What is needed: Scan the entries and copy each line where the word "tall" is present.

(Beginning of Dataset entries)

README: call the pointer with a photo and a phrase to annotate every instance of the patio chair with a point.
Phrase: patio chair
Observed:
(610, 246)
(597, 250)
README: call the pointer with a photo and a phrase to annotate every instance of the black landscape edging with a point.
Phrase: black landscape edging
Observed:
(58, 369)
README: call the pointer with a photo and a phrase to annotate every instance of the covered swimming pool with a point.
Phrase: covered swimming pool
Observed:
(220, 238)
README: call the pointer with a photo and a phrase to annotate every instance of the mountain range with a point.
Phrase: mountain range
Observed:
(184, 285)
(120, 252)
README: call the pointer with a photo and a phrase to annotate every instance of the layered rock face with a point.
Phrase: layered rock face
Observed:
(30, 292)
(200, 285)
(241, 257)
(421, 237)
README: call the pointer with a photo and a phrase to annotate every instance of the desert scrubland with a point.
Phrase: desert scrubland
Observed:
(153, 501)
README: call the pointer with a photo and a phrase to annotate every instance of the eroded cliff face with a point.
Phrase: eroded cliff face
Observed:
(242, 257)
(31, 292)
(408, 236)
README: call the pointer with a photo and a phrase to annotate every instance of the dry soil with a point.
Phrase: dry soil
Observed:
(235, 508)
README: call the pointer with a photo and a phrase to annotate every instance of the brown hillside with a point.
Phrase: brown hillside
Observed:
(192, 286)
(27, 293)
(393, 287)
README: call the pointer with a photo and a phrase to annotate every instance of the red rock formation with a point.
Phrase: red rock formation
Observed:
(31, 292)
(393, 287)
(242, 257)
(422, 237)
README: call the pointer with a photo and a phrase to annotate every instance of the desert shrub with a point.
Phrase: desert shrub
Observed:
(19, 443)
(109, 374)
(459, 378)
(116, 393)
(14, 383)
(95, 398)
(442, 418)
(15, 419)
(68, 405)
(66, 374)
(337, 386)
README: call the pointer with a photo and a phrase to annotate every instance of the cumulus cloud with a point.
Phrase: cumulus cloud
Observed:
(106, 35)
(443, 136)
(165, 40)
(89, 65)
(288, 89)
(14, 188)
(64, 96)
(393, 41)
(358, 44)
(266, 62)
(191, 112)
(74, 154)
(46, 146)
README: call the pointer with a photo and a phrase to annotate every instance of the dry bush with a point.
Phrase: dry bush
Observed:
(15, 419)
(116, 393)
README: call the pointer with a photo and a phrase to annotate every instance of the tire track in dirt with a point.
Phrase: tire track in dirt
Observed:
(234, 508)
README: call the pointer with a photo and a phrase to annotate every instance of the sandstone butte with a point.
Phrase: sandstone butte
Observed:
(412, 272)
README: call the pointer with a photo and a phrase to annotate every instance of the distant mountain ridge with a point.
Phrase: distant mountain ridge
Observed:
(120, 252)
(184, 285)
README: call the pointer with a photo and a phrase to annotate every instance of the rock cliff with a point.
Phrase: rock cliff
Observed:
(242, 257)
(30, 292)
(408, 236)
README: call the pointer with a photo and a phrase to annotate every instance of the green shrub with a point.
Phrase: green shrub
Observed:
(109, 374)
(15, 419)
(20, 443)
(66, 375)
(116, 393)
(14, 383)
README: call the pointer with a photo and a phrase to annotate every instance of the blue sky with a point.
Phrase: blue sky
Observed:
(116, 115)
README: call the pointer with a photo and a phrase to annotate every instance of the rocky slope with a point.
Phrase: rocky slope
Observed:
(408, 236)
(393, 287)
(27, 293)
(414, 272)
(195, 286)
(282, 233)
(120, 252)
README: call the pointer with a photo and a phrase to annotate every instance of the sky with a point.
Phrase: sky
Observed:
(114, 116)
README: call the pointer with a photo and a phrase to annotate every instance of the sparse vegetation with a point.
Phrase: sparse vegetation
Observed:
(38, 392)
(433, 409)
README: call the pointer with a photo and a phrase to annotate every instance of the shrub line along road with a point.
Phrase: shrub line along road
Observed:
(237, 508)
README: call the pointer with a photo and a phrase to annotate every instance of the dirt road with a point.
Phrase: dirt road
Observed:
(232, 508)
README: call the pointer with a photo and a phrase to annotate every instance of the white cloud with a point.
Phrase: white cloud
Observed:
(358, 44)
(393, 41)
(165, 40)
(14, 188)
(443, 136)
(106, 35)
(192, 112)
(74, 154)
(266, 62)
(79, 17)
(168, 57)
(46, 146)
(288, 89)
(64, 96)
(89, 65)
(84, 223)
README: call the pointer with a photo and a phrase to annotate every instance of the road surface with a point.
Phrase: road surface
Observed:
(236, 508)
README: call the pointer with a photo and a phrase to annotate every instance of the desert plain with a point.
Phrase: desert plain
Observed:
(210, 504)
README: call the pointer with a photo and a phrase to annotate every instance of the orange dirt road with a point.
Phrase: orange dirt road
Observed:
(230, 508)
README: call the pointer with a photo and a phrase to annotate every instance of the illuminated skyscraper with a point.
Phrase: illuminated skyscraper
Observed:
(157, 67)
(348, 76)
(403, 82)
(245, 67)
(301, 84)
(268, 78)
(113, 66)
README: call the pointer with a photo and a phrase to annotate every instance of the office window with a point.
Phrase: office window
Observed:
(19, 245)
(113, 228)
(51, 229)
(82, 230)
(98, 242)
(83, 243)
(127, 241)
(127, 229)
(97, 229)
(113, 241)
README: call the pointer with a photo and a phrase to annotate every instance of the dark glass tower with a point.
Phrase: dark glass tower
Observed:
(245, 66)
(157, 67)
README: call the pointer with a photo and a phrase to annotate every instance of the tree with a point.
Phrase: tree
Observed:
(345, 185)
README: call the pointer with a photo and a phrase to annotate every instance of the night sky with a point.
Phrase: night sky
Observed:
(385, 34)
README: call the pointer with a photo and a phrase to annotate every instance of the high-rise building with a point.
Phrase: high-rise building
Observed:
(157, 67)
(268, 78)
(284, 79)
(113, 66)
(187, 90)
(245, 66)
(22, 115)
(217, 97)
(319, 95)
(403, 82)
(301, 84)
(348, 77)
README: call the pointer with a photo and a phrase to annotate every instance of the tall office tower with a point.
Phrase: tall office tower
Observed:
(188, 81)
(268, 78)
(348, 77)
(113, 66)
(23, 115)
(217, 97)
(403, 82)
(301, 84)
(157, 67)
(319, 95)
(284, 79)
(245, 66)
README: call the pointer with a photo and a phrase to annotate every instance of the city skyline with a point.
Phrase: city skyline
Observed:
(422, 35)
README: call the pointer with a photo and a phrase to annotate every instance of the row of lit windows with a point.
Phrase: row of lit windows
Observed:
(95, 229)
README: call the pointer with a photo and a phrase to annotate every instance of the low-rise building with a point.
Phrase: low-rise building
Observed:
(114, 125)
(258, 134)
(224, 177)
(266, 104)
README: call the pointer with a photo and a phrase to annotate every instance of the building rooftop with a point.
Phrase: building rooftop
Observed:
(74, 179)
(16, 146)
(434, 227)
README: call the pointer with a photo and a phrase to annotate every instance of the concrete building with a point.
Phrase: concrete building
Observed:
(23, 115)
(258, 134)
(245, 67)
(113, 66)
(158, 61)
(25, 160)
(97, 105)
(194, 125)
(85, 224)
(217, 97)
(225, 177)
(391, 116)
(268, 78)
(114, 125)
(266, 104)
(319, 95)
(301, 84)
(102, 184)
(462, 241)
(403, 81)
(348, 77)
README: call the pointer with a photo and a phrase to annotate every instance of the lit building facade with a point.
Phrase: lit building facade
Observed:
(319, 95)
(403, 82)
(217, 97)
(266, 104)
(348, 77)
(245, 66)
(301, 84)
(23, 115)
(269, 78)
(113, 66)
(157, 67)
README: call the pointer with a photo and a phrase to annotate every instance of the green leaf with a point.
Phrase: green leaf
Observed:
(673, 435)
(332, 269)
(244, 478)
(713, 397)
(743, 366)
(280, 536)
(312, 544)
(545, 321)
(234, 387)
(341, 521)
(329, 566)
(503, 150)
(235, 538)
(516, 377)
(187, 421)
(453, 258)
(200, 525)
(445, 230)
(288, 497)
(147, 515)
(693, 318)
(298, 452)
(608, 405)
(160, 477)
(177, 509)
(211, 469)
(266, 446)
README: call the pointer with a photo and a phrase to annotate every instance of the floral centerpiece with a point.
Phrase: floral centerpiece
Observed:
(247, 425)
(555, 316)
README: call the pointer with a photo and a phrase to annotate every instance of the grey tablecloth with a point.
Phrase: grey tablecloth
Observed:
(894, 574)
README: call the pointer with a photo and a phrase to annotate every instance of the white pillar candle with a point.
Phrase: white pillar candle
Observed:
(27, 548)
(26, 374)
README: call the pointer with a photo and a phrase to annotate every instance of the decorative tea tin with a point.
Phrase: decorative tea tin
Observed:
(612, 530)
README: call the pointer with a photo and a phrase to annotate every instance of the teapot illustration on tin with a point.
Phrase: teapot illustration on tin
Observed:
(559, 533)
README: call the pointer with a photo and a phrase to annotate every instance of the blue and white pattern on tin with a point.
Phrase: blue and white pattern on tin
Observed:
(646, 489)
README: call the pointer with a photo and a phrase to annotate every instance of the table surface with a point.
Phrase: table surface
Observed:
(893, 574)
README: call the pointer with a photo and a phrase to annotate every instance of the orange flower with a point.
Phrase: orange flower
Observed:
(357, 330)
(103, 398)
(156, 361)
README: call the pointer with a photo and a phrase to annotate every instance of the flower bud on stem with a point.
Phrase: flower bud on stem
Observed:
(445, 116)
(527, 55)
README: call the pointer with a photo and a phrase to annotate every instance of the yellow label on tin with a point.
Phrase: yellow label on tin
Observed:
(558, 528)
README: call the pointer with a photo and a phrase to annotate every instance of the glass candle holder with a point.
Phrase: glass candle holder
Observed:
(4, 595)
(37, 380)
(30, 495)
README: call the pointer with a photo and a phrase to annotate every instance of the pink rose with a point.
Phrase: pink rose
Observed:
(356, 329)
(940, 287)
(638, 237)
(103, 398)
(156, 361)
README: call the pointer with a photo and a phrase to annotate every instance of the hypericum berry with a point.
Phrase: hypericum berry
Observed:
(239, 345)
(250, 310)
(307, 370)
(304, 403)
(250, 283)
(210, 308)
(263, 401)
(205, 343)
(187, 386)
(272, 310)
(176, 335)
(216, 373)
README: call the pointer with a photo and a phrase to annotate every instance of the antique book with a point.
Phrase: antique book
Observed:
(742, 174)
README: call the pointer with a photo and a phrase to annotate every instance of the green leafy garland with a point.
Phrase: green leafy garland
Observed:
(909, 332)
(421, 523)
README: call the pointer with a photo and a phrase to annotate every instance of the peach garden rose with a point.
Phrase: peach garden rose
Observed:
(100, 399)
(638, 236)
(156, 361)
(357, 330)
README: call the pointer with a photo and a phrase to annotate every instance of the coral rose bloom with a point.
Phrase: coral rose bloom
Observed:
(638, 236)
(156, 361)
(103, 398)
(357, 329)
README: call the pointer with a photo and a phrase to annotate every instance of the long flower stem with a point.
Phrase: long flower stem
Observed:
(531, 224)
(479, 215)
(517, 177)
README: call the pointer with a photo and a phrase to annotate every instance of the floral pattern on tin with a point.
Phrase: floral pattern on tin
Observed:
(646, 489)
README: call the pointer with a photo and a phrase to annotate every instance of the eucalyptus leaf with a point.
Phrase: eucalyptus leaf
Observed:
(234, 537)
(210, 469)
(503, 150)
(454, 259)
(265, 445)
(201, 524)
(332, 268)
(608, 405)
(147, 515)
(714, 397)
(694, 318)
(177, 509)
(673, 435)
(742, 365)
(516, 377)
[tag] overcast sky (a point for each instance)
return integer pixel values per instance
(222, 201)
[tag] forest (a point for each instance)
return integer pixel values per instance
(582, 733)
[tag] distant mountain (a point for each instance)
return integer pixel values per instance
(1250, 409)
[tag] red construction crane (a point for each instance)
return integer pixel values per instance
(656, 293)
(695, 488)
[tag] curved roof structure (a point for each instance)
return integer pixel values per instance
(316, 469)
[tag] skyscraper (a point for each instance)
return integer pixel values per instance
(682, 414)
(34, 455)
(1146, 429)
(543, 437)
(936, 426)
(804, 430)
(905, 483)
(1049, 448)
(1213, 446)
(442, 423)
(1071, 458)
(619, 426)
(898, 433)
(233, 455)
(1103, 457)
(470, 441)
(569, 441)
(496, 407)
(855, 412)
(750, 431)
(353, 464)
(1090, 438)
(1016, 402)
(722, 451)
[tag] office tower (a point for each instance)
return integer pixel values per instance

(End of Dataset entries)

Problem solution:
README: call the pointer with a photo and a phrase to annotate every instance of the tall office tower with a point.
Phrase: tall office tower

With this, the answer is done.